# [EXCERPTED PASSAGE]
----
On 15th December 2023 the RSF invaded Wad Medani which obliged students and staff to leave their refuge and set on the move again. This time the nursing team headed Port Sudan, where they reached at the beginning of January 2024 after completing the 1,100 km that separate both locations.

After sharing our plans with the State Ministry of Health, the team organized the clinical practice of the nursing students and registered the first nursing clinic of the country. This clinic is a very unique one as it is a Palliative Care Hospice completely managed by nurses.

The Principal and the Program Coordinator of the BSc in Nursing Sciences met the Director of the Oncological Center of Port Sudan to coordinate the palliative care service of the clinic with the one of the Center. When we introduced our program to the Director, Dr. Itidal Ibrahim, a Muslim Sudanese oncologist, she confessed that after having joined the first batch of the course of introduction to Palliative Care for health professionals organized by the College in Khartoum in 2016 , she had prayed “Almighty God” to have the possibility of applying the learnt contents in her home town, Port Sudan. For her, our arrival as a consequence of the war was God’s answer to her prayers

In the clinic, the nursing department works with a network of volunteers. Two hundred volunteers have been trained in 2024 in different locations of the outskirts of Port Sudan. They are Muslims and Christians moved by a common driver. Muslims start their prayer in the name of God the most merciful. Jesus revealed the merciful face of God. And mercy is the driver that moves these volunteers to go outside themselves in order to support families who accompany persons with terminal and chronic diseases.

The first group of 30 students of the Bachelor Degree in Nursing Sciences arrived to Port Sudan in May 2024. Some of them had to cross through areas under the control of the RSF to arrive to this SAF controlled region after dozens of military checkpoints. Two students who were in Zalingei (West Darfur), fled away 1,058 km southwards until Aweil in South Sudan, then travelled eastwards 787 km until Juba and from there took the plane to Port Sudan. They were ready to fight for their own future.
----
# [EXTRACTED DATA]
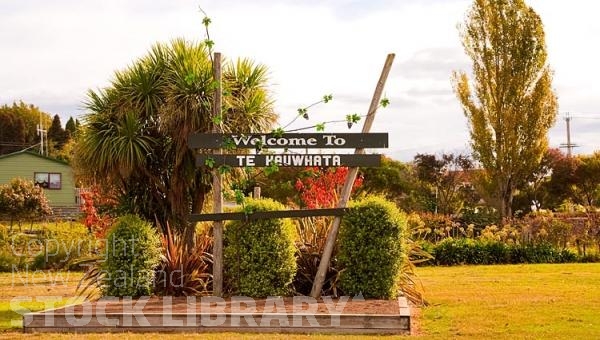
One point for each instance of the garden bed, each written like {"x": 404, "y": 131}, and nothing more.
{"x": 209, "y": 314}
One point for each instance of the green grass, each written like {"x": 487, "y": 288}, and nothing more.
{"x": 548, "y": 301}
{"x": 554, "y": 301}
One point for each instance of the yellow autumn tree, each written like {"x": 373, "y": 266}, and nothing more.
{"x": 508, "y": 98}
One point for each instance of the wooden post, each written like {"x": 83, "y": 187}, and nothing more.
{"x": 256, "y": 193}
{"x": 217, "y": 190}
{"x": 347, "y": 189}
----
# [PROBLEM A]
Translate this sentence from the Port Sudan passage into Spanish: "This clinic is a very unique one as it is a Palliative Care Hospice completely managed by nurses."
# [PROBLEM B]
Please repeat, word for word, everything in the Port Sudan passage from "The first group" down to "their own future.".

# [WRITTEN SOLUTION A]
Esta clínica es muy singular, ya que se trata de un hospicio de cuidados paliativos gestionado en su totalidad por personal de enfermería.

# [WRITTEN SOLUTION B]
The first group of 30 students of the Bachelor Degree in Nursing Sciences arrived to Port Sudan in May 2024. Some of them had to cross through areas under the control of the RSF to arrive to this SAF controlled region after dozens of military checkpoints. Two students who were in Zalingei (West Darfur), fled away 1,058 km southwards until Aweil in South Sudan, then travelled eastwards 787 km until Juba and from there took the plane to Port Sudan. They were ready to fight for their own future.